## [Exercise directions]
Reproduce every entry in the listing without alteration.

Coordinate annotation entries

━━━━━━━━━━━━━━━━━━━━━━━━━━━━━━

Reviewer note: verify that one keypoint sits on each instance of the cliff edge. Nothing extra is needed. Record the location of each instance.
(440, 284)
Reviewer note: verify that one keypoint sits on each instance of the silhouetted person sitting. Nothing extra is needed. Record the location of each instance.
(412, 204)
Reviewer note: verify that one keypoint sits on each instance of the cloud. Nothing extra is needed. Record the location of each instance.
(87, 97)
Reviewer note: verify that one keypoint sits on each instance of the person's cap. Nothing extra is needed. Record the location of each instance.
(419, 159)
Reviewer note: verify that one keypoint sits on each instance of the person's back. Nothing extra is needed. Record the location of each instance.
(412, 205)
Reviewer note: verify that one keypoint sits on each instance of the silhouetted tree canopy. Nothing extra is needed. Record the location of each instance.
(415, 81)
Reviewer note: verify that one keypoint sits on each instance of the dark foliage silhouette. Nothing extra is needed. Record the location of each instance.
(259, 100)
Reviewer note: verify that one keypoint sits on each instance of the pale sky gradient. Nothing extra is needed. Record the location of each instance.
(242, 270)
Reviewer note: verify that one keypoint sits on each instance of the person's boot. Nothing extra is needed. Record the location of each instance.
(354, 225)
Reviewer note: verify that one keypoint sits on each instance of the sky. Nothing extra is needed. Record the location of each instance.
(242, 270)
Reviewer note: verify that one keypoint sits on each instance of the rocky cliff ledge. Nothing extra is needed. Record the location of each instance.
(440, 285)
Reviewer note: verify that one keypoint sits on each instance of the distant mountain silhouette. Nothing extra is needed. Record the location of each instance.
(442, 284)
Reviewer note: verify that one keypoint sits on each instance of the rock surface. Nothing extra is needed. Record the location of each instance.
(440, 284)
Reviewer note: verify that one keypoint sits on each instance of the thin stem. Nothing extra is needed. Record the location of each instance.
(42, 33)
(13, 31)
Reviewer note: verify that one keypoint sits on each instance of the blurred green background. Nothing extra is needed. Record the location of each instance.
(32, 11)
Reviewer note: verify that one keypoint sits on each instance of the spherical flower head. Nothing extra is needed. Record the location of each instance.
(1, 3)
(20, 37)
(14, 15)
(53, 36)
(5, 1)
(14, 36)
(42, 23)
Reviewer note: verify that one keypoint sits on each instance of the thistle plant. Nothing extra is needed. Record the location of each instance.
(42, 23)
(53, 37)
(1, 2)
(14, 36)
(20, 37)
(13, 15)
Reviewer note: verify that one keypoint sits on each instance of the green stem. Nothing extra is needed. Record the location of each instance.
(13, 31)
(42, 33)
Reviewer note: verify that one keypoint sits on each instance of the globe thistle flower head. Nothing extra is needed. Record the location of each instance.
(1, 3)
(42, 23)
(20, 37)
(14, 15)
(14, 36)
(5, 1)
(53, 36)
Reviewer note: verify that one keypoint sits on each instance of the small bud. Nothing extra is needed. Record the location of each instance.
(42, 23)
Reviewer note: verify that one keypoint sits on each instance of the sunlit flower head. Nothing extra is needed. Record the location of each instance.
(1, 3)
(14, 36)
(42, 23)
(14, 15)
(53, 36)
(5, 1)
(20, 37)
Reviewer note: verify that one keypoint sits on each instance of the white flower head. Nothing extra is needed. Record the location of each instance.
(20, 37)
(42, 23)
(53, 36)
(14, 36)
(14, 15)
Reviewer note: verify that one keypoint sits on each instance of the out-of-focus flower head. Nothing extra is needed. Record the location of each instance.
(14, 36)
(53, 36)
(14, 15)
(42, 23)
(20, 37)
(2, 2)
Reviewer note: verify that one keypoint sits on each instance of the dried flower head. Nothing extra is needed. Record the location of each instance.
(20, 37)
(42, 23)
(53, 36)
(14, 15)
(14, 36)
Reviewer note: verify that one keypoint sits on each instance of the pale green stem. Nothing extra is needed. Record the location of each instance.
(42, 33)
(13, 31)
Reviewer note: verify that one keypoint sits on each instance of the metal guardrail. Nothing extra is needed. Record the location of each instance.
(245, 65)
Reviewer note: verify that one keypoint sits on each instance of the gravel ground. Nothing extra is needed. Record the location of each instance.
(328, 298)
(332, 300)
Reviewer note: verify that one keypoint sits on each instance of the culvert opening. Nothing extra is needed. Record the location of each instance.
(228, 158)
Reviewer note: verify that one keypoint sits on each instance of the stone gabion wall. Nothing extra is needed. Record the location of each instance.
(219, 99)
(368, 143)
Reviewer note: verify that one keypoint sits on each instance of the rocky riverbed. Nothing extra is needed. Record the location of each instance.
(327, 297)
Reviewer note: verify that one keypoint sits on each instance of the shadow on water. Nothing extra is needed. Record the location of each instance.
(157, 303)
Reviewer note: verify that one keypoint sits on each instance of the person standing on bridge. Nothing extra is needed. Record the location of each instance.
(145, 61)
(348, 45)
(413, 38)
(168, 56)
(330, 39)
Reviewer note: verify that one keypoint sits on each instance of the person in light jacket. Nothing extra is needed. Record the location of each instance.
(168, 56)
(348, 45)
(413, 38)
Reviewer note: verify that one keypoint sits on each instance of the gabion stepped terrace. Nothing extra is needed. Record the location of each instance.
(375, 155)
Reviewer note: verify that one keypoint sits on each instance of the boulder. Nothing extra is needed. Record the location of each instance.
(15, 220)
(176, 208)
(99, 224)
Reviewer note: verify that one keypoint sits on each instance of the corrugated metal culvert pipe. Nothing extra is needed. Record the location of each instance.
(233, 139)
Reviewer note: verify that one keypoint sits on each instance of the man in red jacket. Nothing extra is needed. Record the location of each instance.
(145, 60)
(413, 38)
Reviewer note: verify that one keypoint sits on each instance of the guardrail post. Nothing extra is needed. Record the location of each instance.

━━━━━━━━━━━━━━━━━━━━━━━━━━━━━━

## [The result]
Reviewer note: verify that one keypoint sits on each instance of the cliff edge. Nothing extra is needed. Record the location of each instance.
(440, 284)
Reviewer note: verify that one keypoint sits on each instance of the silhouetted person sitting. Nothing extra is needed. Record the location of each instance.
(412, 204)
Reviewer note: verify that one keypoint sits on each instance of the cloud. Nothing extra is needed. Record the location of each instance.
(87, 97)
Reviewer note: verify that one keypoint sits on each instance of the person's cap. Nothing extra is needed. Record the location of each instance.
(419, 159)
Reviewer note: verify that one keypoint sits on each instance of the person's back. Nothing extra is needed. Record the location of each instance.
(412, 205)
Reviewer note: verify that one keypoint sits on each instance of the silhouetted tree canopy. Nothing extra is needed. Record the location of each instance.
(415, 81)
Reviewer note: verify that one keypoint sits on each instance of the dark foliage silhouette. Nothing extra is needed. Record the location of each instance.
(259, 100)
Reviewer note: verify that one keypoint sits on each instance of the pale sky gradient. Nothing extra is needed. Record the location of each instance.
(242, 270)
Reviewer note: verify that one keypoint sits on each instance of the person's boot. Nothing extra is needed. Record the location of each instance.
(354, 225)
Reviewer note: verify that one keypoint sits on each instance of the sky. Nothing extra is needed. Record the location of each instance.
(242, 270)
Reviewer note: verify that one keypoint sits on each instance of the rocky cliff ledge. Nothing extra is needed. Record the location of each instance.
(440, 285)
Reviewer note: verify that one keypoint sits on each instance of the distant mountain silhouette. Nothing extra is needed. Record the location of each instance.
(442, 284)
Reviewer note: verify that one keypoint sits on each instance of the rock surface. Nothing extra is needed. Record the location of each instance.
(440, 284)
Reviewer note: verify that one keypoint sits on each instance of the thin stem. Nothing extra is needed. Record the location of each instance.
(42, 33)
(13, 31)
Reviewer note: verify that one keypoint sits on each instance of the blurred green background. Nothing extra is needed. Record the location of each instance.
(32, 11)
Reviewer note: verify that one keypoint sits on each instance of the spherical flower head. Nothing extra is needed. Record the location of each instance.
(1, 3)
(20, 37)
(14, 15)
(53, 36)
(5, 1)
(14, 36)
(42, 23)
Reviewer note: verify that one keypoint sits on each instance of the thistle plant. Nothing extra is needed. Record the location of each instance.
(42, 23)
(53, 37)
(1, 2)
(14, 36)
(20, 37)
(13, 15)
Reviewer note: verify that one keypoint sits on each instance of the green stem. Nothing extra is needed. Record the location of each instance.
(13, 31)
(42, 33)
Reviewer note: verify that one keypoint sits on each instance of the globe thistle flower head. Nothing extra is needed. Record the location of each instance.
(1, 3)
(42, 23)
(20, 37)
(14, 15)
(14, 36)
(5, 1)
(53, 36)
Reviewer note: verify that one keypoint sits on each instance of the small bud. Nothing extra is needed. Record the location of each instance.
(42, 23)
Reviewer note: verify that one keypoint sits on each instance of the sunlit flower head. Nothing extra is needed. Record the location of each instance.
(1, 3)
(14, 36)
(42, 23)
(14, 15)
(53, 36)
(5, 1)
(20, 37)
Reviewer note: verify that one keypoint sits on each instance of the white flower head. Nothing extra is needed. Record the location of each instance.
(20, 37)
(42, 23)
(53, 36)
(14, 36)
(14, 15)
Reviewer note: verify that one keypoint sits on each instance of the out-of-focus flower head. Nothing extra is needed. Record the location of each instance.
(14, 36)
(53, 36)
(14, 15)
(42, 23)
(20, 37)
(2, 2)
Reviewer note: verify that one keypoint sits on each instance of the dried flower head. Nothing extra is needed. Record the location of each instance.
(20, 37)
(42, 23)
(53, 36)
(14, 15)
(14, 36)
Reviewer note: verify that one keypoint sits on each instance of the pale green stem. Nothing extra is needed. Record the location of each instance.
(42, 33)
(13, 31)
Reviewer note: verify that one keypoint sits on each instance of the metal guardrail. Nothing extra is needed. Record the location of each instance.
(245, 65)
Reviewer note: verify that one keypoint sits on each instance of the gravel ground. Nothing extra is needed. Record the location of each instance.
(328, 298)
(332, 300)
Reviewer note: verify that one keypoint sits on each instance of the culvert opening. Nothing extra is needed. Record the location of each instance.
(228, 158)
Reviewer note: verify that one keypoint sits on each instance of the stone gabion wall. Nothing extra is needed. Record the location of each instance.
(219, 99)
(368, 143)
Reviewer note: verify that one keypoint sits on each instance of the rocky riverbed. Nothing extra is needed. Record the location of each instance.
(327, 297)
Reviewer note: verify that one keypoint sits on each instance of the shadow on water. Nothing extra is needed. Record the location of each instance.
(157, 303)
Reviewer note: verify that one keypoint sits on each instance of the person standing on bridge. Nothing extra is needed. Record the location of each instance.
(145, 61)
(348, 45)
(413, 38)
(168, 56)
(330, 39)
Reviewer note: verify that one keypoint sits on each instance of the person in light jacket. Nothing extra is needed. Record the location of each instance.
(168, 56)
(348, 45)
(413, 38)
Reviewer note: verify that one keypoint sits on each instance of the gabion stepped terrace. Nothing extra is needed. Record the location of each instance.
(375, 155)
Reviewer note: verify that one keypoint sits on each instance of the boulder. Nothing extra is needed. Record the location of each instance.
(15, 220)
(176, 208)
(99, 224)
Reviewer note: verify that one keypoint sits on each instance of the corrugated metal culvert pipe. Nothing extra is needed. Record the location of each instance.
(233, 139)
Reviewer note: verify that one keypoint sits on each instance of the man in red jacket. Nothing extra is needed. Record the location of each instance.
(145, 60)
(413, 38)
Reviewer note: verify that one keypoint sits on each instance of the guardrail post. Nothing extra is needed. Record the location of each instance.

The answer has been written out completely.